_Extrait_:
>>>>>

La table ronde « La responsabilité sociétale des entreprises à l'ère numérique » a réuni, de gauche à droite, Muriel Barnéoud (directrice du Management Sociétal au groupe La Poste), Godefroy de Bentzmann (président du Syntec Numérique), Isabelle Juppé (Directrice du RSE du groupe Lagardère) et Jean-Claude Laroche (DSI d'Enedis).

Une table ronde a ensuite réuni Muriel Barnéoud (directrice du Management Sociétal au groupe La Poste), Isabelle Juppé (Directrice du RSE du groupe Lagardère), Godefroy de Bentzmann (président du Syntec Numérique) et Jean-Claude Laroche (DSI d'Enedis) sur le thème « La responsabilité sociétale des entreprises à l'ère numérique ». La RSE concerne autant les droit humains que la défense de l'environnement. Au delà de l'éthique, se préoccuper de la RSE numérique est une clé essentielle pour attirer et retenir collaborateurs et clients, ceux-ci ayant aujourd'hui des exigences claires en la matière. « Il n'existe pas d'abri anti-numérique » a rappelé Muriel Barnéoud.

Or les droits humains impliquent d'avoir accès au numérique mais aussi de pouvoir s'en protéger, au nom de la vie privée par exemple. Jean-Claude Laroche a ainsi pu témoigner des mésaventures d'Enedis autour de Linky, vu comme un « objet d'ingénieur » permettant au service public de générer de nombreuses données qui peuvent apporter beaucoup de valeur aux citoyens. Mais la double défiance à l'égard de la technologie et à l'égard des décisions publiques a été fortement négligé. D'où des réactions d'une extrême violence non-anticipées. Il est impossible à un opérateur d'ignorer de telles préoccupations.

<<<<<

_Énoncé_:
Répondez à ces questions sur l'extrait consacré à la table ronde sur la RSE numérique :
(a) Quelle fonction Jean-Claude Laroche occupe-t-il ?
(b) Quels deux domaines la RSE concerne-t-elle ?
(c) Comment Linky est-il vu ?

_Entrées tirées d'un recueil_:
>>>>>

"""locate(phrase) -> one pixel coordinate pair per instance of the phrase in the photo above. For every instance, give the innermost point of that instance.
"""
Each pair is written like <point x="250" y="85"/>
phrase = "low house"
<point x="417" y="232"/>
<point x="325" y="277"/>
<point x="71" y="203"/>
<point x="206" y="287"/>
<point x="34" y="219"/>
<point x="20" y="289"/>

<<<<<

_Zone de réponse_:
(a) Il est DSI d'Enedis.
(b) Elle concerne les droits humains et la défense de l'environnement.
(c) Linky est vu comme un « objet d'ingénieur ».